++++ Raw data ++++

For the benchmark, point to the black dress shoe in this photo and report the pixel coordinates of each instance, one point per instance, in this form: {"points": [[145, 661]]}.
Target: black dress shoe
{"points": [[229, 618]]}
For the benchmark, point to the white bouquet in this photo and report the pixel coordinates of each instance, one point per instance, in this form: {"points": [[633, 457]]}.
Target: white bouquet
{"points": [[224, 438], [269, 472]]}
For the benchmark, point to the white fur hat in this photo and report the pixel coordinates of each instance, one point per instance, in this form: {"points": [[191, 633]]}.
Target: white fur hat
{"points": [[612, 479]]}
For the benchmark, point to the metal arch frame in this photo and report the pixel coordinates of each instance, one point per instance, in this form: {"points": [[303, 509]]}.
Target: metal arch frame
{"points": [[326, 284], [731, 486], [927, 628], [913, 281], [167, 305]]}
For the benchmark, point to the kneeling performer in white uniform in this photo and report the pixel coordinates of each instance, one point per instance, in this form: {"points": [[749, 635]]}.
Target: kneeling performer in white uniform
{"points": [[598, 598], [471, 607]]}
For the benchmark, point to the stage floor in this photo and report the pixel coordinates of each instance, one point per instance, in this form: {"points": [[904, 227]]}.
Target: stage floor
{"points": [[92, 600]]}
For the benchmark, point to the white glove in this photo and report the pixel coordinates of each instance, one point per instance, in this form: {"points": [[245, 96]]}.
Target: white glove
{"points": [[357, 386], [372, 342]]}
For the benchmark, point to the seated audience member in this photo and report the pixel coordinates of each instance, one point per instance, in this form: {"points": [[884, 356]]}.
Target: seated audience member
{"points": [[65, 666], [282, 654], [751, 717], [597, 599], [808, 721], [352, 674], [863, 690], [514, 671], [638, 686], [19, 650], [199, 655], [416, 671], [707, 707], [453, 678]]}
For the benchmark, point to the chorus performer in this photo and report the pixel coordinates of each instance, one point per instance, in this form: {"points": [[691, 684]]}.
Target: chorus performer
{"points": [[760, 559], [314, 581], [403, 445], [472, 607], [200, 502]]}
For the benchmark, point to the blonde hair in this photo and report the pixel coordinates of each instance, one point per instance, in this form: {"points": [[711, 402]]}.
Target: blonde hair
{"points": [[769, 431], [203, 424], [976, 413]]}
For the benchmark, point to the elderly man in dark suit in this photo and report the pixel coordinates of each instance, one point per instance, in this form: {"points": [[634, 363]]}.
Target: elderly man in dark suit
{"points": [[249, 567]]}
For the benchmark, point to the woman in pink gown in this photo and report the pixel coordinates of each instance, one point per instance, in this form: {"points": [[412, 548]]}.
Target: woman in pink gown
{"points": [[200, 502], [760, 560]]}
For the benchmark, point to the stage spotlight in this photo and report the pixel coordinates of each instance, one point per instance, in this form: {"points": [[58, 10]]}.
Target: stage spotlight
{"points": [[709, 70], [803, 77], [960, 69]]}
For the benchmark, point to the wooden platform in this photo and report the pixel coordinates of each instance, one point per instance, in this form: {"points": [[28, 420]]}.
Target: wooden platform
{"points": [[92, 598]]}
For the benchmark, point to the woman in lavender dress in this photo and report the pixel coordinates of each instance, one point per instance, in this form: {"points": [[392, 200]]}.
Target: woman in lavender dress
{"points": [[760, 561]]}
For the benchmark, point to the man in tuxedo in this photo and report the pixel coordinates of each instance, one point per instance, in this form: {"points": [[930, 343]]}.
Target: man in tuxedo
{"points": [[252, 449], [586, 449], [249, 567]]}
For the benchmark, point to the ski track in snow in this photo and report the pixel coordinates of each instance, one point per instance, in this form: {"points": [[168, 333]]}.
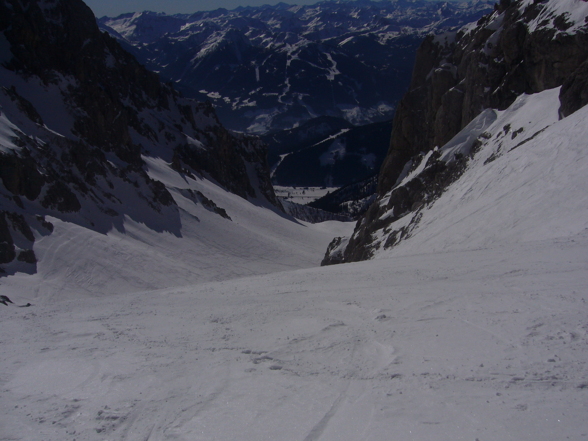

++++

> To be done:
Reproduce the records verbatim, beginning with the line that contains "For the benchmark, point to the elderly" and continuing through the end of the records. Omit the pictures from your answer.

> Solution to this problem:
For the benchmark, point to the elderly man in dark suit in this photo and report the pixel coordinates of each instance, one point per instance, in this form: {"points": [[634, 363]]}.
Target: elderly man in dark suit
{"points": [[249, 567]]}
For the benchmark, point to the woman in pink gown in this photo and report the pixel coordinates of each instance, one point per instance, in this form: {"points": [[412, 548]]}.
Target: woman in pink gown
{"points": [[200, 502], [760, 560]]}
For the benchmark, point to the stage spotlight in this photo and report the pixel coordinates of each instance, one point per instance, in this form: {"points": [[58, 10]]}.
Target: stage spotlight
{"points": [[709, 70], [803, 77], [960, 69]]}
For the benchmark, point to the wooden platform in this photo and report the pixel coordinates of each instance, one point per instance, in this form: {"points": [[28, 420]]}.
Target: wooden platform
{"points": [[92, 598]]}
For the benchmark, point to the woman in lavender dress in this photo and report the pixel coordinates of each instance, one point per instance, in this form: {"points": [[392, 200]]}.
Target: woman in lavender dress
{"points": [[760, 561]]}
For the benchmark, point to the man in tuxedo in this photo and report the pixel coordinates of each instance, one point per instance, in this form: {"points": [[930, 343]]}.
Target: man in tuxedo
{"points": [[252, 449], [586, 449], [249, 567]]}
For the benchmark, point to the ski track in snow in this photo and report the pixel coordinates of each instance, one point per instance, in this form: {"points": [[168, 333]]}.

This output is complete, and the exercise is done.